SOURCE PASSAGE -
========
Forum Discussion
Sales figures by day from multiple tabs averaged in to a summary?
kf233 What exactly and why are you putting data in separate sheets? Data analysis becomes much easier if you collect all data in one data table/list. Can you share a file with some example data, by posting a link giving full access to it on OneDrive or similar? Remove any private and confidential information though and specify the results you want to achieve.
- kf233Sep 22, 2024Copper ContributorThanks. The data exports from my ticketing system by event, which is why it's in separate sheets. The system doesn't allow me to pull daily sales reports for all events combined.
Link: https://1drv.ms/x/s!AulXG6vfEpU6_BjjWYnBYSRK3sqY?e=oXGVCH
Overview tab gives an idea of the results I want to achieve. There is likely a cleaner and more efficient way to present the data.
We hold the same events every year. I want to be able to look at my spreadsheet overview and say "we are X days out from the event. From previous years' sales data we've confidently sold X% of the total ticket sales, which means we can expect X total sales" to help with the event planning and budgeting.- PeterBartholomew1Sep 23, 2024Silver Contributor
If you prefer a formula to copy/paste, something like
= VSTACK( EXPAND("",30,2,""), HSTACK(Event1tbl[% Sold], Event2tbl[% Sold]) )would bring across a couple of columns and move them down to align the days out.
- Riny_van_EekelenSep 22, 2024Platinum Contributor
OK, I understand. Assuming that you can add two columns to the event tables (Event number and Year), you can easily combine all events in one larger table. Automate it with Power Query or Copy/Paste manually if there aren't that many events. Whatever is easier for you.
Anyhow, you'll create a table like in the attached file which you can then analyze with a pivot table. Note that I just copied Event 1 three times into a new table numbering them 1, 2 and 3.
- kf233Sep 23, 2024Copper Contributor
Riny_van_Eekelen that is fantastic, thank you!!
========
PROVIDED MATERIAL -
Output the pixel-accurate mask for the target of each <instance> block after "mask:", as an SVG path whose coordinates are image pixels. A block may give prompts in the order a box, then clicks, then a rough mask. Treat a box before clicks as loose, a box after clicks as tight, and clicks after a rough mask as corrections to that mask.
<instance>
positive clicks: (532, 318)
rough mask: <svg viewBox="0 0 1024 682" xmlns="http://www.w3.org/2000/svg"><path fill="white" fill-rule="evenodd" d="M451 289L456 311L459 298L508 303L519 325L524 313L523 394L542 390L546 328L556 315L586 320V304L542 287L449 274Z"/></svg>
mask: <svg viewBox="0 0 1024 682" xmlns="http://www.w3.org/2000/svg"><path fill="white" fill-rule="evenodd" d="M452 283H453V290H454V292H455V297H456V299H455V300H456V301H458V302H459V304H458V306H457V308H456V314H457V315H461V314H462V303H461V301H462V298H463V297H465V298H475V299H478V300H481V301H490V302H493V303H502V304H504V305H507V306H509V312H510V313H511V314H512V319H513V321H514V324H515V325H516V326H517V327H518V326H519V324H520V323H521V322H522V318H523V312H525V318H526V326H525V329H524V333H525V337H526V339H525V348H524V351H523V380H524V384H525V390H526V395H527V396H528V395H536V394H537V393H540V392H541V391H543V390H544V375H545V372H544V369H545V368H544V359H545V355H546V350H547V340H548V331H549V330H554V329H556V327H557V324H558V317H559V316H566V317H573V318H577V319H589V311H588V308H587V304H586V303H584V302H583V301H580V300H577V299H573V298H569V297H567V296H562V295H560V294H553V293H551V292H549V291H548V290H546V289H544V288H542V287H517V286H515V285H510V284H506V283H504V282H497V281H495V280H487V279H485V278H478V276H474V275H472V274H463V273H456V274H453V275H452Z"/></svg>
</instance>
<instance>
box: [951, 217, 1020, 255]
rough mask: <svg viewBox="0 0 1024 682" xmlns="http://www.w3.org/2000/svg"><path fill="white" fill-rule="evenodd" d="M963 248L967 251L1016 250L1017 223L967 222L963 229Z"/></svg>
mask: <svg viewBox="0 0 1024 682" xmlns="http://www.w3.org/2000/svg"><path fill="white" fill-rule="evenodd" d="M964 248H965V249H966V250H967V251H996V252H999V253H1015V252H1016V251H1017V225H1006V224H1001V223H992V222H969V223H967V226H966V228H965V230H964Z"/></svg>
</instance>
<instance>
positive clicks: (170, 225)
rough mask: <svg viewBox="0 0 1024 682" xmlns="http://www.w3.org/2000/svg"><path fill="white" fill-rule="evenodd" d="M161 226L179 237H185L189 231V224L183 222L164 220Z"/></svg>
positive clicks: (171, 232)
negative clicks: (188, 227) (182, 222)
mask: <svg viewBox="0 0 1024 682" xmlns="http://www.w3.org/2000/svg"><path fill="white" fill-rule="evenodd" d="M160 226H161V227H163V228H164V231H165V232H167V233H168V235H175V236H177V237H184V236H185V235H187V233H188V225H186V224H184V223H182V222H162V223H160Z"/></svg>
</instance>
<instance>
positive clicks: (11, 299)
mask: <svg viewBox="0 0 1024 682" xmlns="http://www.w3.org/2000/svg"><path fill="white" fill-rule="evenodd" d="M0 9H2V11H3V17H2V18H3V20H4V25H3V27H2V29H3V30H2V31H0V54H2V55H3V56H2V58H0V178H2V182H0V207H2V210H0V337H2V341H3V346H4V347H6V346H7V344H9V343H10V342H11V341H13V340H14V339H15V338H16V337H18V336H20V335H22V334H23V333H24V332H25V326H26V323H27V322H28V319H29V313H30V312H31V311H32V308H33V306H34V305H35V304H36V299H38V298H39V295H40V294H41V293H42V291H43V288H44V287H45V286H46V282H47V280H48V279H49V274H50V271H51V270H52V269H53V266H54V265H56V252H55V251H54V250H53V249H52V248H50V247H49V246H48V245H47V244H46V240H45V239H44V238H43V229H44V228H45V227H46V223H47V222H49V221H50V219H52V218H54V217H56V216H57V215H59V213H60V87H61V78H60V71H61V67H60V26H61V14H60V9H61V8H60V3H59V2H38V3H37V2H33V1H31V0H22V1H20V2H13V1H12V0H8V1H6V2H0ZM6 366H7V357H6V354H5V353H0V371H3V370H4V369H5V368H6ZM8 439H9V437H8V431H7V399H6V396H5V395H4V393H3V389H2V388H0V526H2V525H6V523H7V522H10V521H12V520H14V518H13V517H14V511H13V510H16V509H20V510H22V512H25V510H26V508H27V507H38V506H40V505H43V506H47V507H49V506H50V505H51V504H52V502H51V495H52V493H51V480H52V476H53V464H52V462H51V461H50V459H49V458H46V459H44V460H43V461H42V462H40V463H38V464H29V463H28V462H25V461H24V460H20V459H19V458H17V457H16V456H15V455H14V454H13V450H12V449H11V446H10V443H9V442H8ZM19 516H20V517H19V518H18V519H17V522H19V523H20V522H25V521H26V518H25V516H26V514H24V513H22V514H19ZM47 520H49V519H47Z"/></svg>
========
WHAT TO DO -
a) List every function name that appears in the formula suggested in the forum discussion.
b) Answer the following from the forum discussion, one line each:
(i) Why is the sales data in separate sheets?
(ii) Which two columns does Riny_van_Eekelen assume can be added to the event tables?
(iii) With what does Riny_van_Eekelen say the combined table can be analyzed?

PER-TASK ANSWERS -
a)
VSTACK
EXPAND
HSTACK

b)
(i) The data exports from the ticketing system by event.
(ii) Event number and Year.
(iii) A pivot table.